- [DIRECTIVE] Print the following data line for line, keeping every character unchanged.

- [TASK INPUTS]
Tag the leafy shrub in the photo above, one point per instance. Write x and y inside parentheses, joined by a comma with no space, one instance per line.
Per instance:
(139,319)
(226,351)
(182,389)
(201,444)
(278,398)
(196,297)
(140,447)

- [THE REPLY]
Tag the leafy shrub in the photo above, one point per instance. Write x and y inside parentheses, joined by a comma with no space, one instance per line.
Per instance:
(139,319)
(226,351)
(182,389)
(201,444)
(278,398)
(196,297)
(140,447)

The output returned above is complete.